Huge cost savings could be made when Britain buys its next generations of trains if the rail industry works together even more closely to design and procure them, a Network Rail report reveals.

The report draws on months of work of all key players in the rail industry, including train operators, government, manufacturers, rolling stock leasing companies, passenger representatives and passenger transport executives.

The Network route utilisation strategy (RUS) – passenger rolling stock – draft for consultation, states that by reducing the number of different types of trains and by phasing orders over time, potentially hundreds of millions of pounds could be saved. This approach parallels recommendations made by the government’s recent rail value for money study, chaired by Sir Roy McNulty.

The draft RUS recommends the rail industry should:

  • Exploit the economies of scale in procurement wherever feasible
  • Meet the needs of passengers and each market sector when ordering rolling stock
  • Consider those infrastructure works needed to allow the rolling stock to be interoperable within the market sector it serves
  • Consider the phasing of future rolling stock procurement and infrastructure planning, including the potential for extending the life of existing vehicles;

Network Rail director, planning and development Paul Plummer said: “The rail industry must cut its costs and it is clear that the prize of big savings is on our reach if we work more closely together. The design and procurement of the next generations of trains is an area where we can demonstrate this.

Records from a point-labeling set:
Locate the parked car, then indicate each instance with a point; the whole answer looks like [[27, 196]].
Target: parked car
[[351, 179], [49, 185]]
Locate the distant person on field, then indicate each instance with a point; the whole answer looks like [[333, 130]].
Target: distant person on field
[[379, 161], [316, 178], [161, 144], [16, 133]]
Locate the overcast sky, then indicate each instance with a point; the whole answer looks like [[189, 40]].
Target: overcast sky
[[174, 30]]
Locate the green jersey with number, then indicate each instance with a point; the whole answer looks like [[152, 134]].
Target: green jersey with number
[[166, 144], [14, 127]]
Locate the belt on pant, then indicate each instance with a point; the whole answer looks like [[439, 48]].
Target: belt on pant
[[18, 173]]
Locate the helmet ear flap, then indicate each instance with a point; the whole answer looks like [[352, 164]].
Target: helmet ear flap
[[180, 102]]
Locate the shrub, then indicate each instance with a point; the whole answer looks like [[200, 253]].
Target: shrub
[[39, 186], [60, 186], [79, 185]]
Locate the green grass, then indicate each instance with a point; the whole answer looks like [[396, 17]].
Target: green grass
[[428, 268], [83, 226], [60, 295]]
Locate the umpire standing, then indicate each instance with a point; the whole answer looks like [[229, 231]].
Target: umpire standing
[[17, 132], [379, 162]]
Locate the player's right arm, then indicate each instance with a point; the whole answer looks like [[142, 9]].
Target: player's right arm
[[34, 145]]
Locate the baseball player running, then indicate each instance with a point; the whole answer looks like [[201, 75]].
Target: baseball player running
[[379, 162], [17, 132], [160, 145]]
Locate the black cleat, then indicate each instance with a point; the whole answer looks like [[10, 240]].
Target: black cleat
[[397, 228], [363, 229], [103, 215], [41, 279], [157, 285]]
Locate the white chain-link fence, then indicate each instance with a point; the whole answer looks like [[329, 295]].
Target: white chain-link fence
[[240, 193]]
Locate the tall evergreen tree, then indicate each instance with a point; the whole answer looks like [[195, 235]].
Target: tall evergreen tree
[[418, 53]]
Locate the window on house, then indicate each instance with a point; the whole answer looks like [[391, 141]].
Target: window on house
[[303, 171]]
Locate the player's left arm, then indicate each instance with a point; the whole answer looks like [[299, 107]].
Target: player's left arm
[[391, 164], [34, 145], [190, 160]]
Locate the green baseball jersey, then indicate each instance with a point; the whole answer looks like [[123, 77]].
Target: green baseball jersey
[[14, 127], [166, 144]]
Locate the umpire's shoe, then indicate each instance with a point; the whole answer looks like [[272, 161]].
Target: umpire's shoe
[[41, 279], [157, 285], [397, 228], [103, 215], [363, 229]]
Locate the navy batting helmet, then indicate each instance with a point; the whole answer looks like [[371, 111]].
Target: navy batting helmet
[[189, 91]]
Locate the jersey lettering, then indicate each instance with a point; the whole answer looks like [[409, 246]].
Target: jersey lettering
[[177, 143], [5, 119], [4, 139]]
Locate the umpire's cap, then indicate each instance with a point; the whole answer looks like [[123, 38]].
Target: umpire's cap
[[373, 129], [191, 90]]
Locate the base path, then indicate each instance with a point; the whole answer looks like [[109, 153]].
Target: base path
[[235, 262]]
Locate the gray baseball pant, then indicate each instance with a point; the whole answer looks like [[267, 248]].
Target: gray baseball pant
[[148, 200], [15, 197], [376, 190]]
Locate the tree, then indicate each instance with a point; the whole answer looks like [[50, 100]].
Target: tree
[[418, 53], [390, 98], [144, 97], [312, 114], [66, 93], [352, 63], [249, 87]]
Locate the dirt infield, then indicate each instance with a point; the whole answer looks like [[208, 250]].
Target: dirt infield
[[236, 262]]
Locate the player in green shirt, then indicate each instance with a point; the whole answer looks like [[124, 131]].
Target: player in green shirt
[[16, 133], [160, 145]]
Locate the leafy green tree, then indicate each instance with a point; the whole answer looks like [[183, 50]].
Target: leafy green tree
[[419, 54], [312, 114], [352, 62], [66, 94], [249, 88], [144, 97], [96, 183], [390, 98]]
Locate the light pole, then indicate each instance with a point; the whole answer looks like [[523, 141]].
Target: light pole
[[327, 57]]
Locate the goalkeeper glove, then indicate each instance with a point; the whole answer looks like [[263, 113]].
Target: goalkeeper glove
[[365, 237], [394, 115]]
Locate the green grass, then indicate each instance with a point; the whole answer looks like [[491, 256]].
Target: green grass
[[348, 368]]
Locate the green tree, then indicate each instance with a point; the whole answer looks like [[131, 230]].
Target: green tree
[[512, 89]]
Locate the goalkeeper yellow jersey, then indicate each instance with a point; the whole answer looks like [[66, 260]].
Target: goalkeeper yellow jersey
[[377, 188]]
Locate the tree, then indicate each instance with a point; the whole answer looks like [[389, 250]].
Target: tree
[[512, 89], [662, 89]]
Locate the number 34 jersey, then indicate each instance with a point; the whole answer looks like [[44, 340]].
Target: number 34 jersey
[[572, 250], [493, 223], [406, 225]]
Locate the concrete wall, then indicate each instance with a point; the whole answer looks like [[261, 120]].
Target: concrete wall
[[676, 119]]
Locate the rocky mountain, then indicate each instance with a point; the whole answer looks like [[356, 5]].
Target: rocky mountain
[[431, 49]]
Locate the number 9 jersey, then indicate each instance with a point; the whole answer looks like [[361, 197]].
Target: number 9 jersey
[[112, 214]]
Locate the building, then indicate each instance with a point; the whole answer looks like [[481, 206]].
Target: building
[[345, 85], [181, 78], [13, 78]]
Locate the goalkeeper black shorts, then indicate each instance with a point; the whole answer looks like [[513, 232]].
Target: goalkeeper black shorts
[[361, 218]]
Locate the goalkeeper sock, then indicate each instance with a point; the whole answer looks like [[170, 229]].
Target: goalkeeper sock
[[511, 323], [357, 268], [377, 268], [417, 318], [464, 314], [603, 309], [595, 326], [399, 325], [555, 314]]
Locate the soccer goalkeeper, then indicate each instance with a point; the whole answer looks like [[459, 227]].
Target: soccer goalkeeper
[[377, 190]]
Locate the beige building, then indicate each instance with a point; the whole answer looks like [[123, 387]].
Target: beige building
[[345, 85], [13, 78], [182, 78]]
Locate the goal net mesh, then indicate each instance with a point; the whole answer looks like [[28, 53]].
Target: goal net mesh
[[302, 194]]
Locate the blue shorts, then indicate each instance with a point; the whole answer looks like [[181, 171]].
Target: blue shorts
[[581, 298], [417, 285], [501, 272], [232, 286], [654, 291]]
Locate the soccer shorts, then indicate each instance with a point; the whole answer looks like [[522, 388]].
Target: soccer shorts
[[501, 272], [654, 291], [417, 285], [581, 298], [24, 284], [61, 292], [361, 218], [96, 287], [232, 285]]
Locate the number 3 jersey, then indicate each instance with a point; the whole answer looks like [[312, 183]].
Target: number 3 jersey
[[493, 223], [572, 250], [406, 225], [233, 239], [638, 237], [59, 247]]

PROBLEM SET:
1. Reproduce the portion of the passage on train procurement savings that begins at the words "The report draws" and ends after the words "passenger transport executives.".
2. Write the next part of the passage on train procurement savings, following on from its final sentence.

RESULTS FOR EACH TASK:
1.
The report draws on months of work of all key players in the rail industry, including train operators, government, manufacturers, rolling stock leasing companies, passenger representatives and passenger transport executives.

2.
“Simplicity and inter-operability must be the key to value for money in train procurement. Train operators must play their vital role in specifying train design along with Network Rail’s role in specifying to achieve lower whole-life infrastructure costs.

“The rail industry has just launched the new Rail Delivery Group to drive through greater efficiencies. This group will take the lead on the changes we need to make, so that passengers in the future will not only have better trains, but better value ones too.”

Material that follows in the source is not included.